JURNAL REFLEKSI DWIMINGGUAN MODUL 1.4 BUDAYA POSITIF

 

JURNAL REFLEKSI DWIMINGGUAN

MODUL 1.4 BUDAYA POSITIF

Model Driscoll

Model ini diadaptasi dari refleksi yang digunakan pada praktik klinis

(Driscoll & Teh, 2001).)

Oleh:

AHMAD HADZIQ ZAKA

CGP Angkatan 5 Kabupaten Semarang


 1)      WHAT? (Deskripsi dari peristiwa yang terjadi)

Tanggal 12 Agustus 2022 memasuki modul 1.4 dengan judul Budaya Positif. Modul ini terbuka dan harus dipelajari diwaktu yang bersamaan dengan tugas utama sebagai guru yang sangat padat. Khususnya persiapan untuk menghadapi perayaanHUT RI yang ke-77. Baik di sekolah padat jadwal diantara mengajar dan persiapan untuk lomba-lomba dan pelaksanannya, Begitu pula persiapan acara di rumah menjelang perayaan HUT negeri tercinta.

Mencoba membuka LMS modul 1.4 dengan judul Budaya Positif muncul perasaan galau di diri, sudahkah saya berada dibudaya yang positif? Sudahkah saya berperan menciptakan budaya positif? Sudahkan murid saya berbudaya positif? Bagaimana menciptakan budaya positif di lingkungan dengan tangan kecil saya? Banyak pertanyaan muncul dari membaca judul di modul ini. Sehingga tantangan dan semangat untuk mempelajarinya semakin tersulut.

Mengawali dengan eksplorasi diri, pada modul ini ternyata materinya lebih banyak dibandingkan dengan materi pada modul sebelumnya. Selain lebih banyak modul ini sangat menantang karena banyak hal dan bayak ilmu baru ataupun pencerahan atas apa yang telah saya lakukan selama ini. Membutuhkan waktu dan konsentrasi yang lebih dalam memahami materi yang ada. Bukan waktu untuk mengeluh, namun disini menyadarkan diri untuk belajar mengelola waktu diantara kepentingan pribadi, tanggung jawab sebagai guru, dan tanggung jawab diri untuk senantiasa mandiri belajar untk meningkatkan kompetensi.

Pada modul ini banyak tantangan yang harus saya lakoni.

1.      Menerapkan dan membudayakan keyakinan kelas dalam kelas yang saya ampu

2.      Menerapkan restitusi dalam penanganan indisipliner yang saya temui

3.      Melakukan aksi nyata penyampaian ke komunitas praktisi tetang pemahaman konsep saya akan materi ini, penerapannya kepada rekan sejawat.

* _Baris Entri_:

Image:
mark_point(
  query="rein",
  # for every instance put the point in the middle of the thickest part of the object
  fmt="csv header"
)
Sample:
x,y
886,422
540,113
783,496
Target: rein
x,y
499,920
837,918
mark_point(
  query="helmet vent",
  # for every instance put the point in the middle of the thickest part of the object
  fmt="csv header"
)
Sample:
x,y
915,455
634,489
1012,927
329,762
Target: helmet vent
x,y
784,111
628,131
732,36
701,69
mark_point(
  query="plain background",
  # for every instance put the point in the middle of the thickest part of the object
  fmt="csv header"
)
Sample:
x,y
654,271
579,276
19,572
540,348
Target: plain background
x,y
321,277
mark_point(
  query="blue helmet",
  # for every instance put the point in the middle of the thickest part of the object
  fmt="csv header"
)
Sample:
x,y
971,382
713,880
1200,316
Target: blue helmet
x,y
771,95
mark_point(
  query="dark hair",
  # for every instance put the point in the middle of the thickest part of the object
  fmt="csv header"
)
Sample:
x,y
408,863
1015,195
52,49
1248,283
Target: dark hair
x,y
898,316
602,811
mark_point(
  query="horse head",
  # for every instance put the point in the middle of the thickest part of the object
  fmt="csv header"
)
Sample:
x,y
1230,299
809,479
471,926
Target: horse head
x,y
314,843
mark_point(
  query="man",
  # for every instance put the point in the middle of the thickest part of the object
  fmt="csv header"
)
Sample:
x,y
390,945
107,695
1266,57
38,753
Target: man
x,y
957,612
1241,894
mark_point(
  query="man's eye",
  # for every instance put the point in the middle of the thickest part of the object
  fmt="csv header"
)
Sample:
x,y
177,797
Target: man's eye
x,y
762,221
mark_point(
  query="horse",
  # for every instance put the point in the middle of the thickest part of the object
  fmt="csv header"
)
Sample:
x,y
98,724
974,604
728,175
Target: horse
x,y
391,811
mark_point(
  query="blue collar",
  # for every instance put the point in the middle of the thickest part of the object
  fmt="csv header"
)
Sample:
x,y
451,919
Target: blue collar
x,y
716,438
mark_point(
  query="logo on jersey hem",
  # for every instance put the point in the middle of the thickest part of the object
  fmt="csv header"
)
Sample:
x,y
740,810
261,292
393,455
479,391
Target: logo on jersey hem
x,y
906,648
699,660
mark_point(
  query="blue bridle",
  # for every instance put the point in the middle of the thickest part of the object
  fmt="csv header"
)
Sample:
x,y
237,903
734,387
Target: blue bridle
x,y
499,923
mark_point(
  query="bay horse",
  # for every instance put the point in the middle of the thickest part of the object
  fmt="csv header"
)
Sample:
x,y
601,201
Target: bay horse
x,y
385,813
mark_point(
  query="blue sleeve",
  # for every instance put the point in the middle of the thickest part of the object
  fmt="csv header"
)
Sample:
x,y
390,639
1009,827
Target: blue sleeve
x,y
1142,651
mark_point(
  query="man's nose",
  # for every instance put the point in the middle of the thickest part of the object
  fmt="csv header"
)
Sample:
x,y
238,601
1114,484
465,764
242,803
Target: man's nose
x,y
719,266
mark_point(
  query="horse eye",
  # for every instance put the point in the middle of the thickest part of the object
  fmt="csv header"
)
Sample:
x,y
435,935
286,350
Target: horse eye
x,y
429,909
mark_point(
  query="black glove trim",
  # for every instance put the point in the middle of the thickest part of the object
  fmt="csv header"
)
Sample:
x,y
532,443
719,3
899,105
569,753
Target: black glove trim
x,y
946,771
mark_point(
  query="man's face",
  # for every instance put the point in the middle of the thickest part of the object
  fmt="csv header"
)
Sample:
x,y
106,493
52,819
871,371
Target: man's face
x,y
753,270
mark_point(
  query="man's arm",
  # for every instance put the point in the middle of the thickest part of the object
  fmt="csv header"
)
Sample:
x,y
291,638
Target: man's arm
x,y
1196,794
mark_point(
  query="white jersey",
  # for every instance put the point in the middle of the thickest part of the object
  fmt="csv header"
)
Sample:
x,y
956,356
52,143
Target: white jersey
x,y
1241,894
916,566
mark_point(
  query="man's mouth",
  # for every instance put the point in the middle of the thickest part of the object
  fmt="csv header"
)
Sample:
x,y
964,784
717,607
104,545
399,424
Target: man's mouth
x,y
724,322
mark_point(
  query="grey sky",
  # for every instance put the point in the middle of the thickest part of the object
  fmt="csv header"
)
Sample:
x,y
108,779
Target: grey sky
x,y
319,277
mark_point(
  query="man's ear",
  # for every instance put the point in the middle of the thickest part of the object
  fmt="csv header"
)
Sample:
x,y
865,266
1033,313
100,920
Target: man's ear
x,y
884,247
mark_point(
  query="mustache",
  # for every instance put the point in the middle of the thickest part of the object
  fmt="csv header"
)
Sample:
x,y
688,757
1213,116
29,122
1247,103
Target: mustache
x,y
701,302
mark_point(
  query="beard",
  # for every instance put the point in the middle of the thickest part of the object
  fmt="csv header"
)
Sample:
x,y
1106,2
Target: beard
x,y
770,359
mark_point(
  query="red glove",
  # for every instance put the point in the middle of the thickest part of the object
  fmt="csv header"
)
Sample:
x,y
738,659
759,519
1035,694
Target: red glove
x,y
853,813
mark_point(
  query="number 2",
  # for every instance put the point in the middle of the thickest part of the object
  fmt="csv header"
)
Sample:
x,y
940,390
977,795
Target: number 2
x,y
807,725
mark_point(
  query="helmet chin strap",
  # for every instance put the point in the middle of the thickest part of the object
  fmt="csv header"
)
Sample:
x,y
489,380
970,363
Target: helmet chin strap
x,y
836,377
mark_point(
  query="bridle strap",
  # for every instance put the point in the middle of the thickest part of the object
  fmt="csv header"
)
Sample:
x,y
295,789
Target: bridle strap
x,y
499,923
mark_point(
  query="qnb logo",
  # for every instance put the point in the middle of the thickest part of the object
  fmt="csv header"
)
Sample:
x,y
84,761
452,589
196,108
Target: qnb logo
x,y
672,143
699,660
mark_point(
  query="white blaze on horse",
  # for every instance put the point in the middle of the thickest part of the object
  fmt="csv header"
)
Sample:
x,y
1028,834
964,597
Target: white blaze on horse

* _Daftar Tugas_:
• 1. Menurut jurnal refleksi budaya positif, pada tanggal berapa modul 1.4 mulai dimasuki?
• 2. Salin kata demi kata bagian jurnal refleksi budaya positif antara "Model ini diadaptasi" dan "HUT negeri tercinta.", termasuk kedua bagian tersebut.
• 3. Teruskan jurnal refleksi budaya positif mulai dari bagian sesudah kalimat terakhirnya.

* _Jawaban Tiap Tugas_:
• 1. Tanggal 12 Agustus 2022.

• 2.
Model ini diadaptasi dari refleksi yang digunakan pada praktik klinis

(Driscoll & Teh, 2001).)

Oleh:

AHMAD HADZIQ ZAKA

CGP Angkatan 5 Kabupaten Semarang


 1)      WHAT? (Deskripsi dari peristiwa yang terjadi)

Tanggal 12 Agustus 2022 memasuki modul 1.4 dengan judul Budaya Positif. Modul ini terbuka dan harus dipelajari diwaktu yang bersamaan dengan tugas utama sebagai guru yang sangat padat. Khususnya persiapan untuk menghadapi perayaanHUT RI yang ke-77. Baik di sekolah padat jadwal diantara mengajar dan persiapan untuk lomba-lomba dan pelaksanannya, Begitu pula persiapan acara di rumah menjelang perayaan HUT negeri tercinta.

• 3.
 

2)      SO WHAT? (Analisis dari peristiwa yang terjadi)

Pada modul ini menemukan pencerahan dalam menuntun murid, sebagai contoh selama ini ketika mendengar kata “disiplin”,  yang terbayang di benak saya akan menghubungkan perbuatan itu dengan tata tertib, teratur, dan kepatuhan pada peraturan.  Dan muara dari kata “disiplin” juga sering saya hubungkan dengan hukuman. Dari modul ini saya mengetahui kalau ini sungguh berbeda, karena belajar tentang disiplin positif tidak harus dengan memberi hukuman, justru itu adalah salah satu alternatif terakhir dan kalau perlu tidak digunakan sama sekali. Dalam budaya yang ada disekitar saya, makna kata ‘disiplin’ dimaknai menjadi sesuatu yang dilakukan seseorang pada orang lain untuk mendapatkan kepatuhan sehingga yang ada erat kaitannya dengan ketidaknyamanan. Namun disiplin adalah bentuk belajar dari dalam  diri untuk menggali potensinya  menuju sebuah tujuan, apa yang dia hargai. Sehingga dengan pencerahan tentang definisi disiplin ini menjadi momentum agar dapat menuntun murid dengan cara yang lebih baik dan lebih tepat lagi.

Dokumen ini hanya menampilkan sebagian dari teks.